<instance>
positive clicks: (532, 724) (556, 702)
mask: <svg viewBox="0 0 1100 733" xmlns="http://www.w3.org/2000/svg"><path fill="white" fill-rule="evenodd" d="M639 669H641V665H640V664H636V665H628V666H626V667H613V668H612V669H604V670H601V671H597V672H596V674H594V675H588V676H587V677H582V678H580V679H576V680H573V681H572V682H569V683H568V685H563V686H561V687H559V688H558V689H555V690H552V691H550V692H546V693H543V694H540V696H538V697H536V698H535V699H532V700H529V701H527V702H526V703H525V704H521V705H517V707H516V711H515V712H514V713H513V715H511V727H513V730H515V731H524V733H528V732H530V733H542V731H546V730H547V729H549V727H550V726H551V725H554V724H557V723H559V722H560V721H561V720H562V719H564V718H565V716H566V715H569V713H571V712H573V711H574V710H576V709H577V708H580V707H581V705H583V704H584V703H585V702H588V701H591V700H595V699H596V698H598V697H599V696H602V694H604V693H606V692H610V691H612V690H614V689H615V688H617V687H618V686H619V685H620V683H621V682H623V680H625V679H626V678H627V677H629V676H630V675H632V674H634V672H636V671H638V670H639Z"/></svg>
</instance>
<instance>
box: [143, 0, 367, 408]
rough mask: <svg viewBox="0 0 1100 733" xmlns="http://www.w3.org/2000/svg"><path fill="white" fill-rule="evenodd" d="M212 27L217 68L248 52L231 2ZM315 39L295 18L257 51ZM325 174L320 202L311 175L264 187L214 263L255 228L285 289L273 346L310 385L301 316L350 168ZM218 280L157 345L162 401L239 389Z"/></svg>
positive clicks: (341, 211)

# Brief:
Retype the material above in full, exactly.

# Response area:
<instance>
positive clicks: (532, 724) (556, 702)
mask: <svg viewBox="0 0 1100 733" xmlns="http://www.w3.org/2000/svg"><path fill="white" fill-rule="evenodd" d="M639 669H641V665H640V664H636V665H628V666H626V667H613V668H612V669H604V670H601V671H597V672H596V674H594V675H588V676H587V677H582V678H580V679H576V680H573V681H572V682H569V683H568V685H563V686H561V687H559V688H558V689H555V690H552V691H550V692H546V693H543V694H540V696H538V697H536V698H535V699H532V700H529V701H527V702H526V703H525V704H521V705H517V707H516V711H515V712H514V713H513V715H511V727H513V730H515V731H524V733H528V732H530V733H542V731H546V730H547V729H549V727H550V726H551V725H554V724H557V723H559V722H560V721H561V720H562V719H564V718H565V716H566V715H569V713H571V712H573V711H574V710H576V709H577V708H580V707H581V705H583V704H584V703H585V702H588V701H591V700H595V699H596V698H598V697H599V696H602V694H604V693H606V692H610V691H612V690H614V689H615V688H617V687H618V686H619V685H620V683H621V682H623V680H625V679H626V678H627V677H629V676H630V675H632V674H634V672H636V671H638V670H639Z"/></svg>
</instance>
<instance>
box: [143, 0, 367, 408]
rough mask: <svg viewBox="0 0 1100 733" xmlns="http://www.w3.org/2000/svg"><path fill="white" fill-rule="evenodd" d="M212 27L217 68L248 52L231 2ZM315 39L295 18L257 51ZM325 174L320 202L311 175L264 187L214 263L255 228L285 289L273 346L310 385L301 316L350 168ZM218 280L157 345L162 401L239 389Z"/></svg>
positive clicks: (341, 211)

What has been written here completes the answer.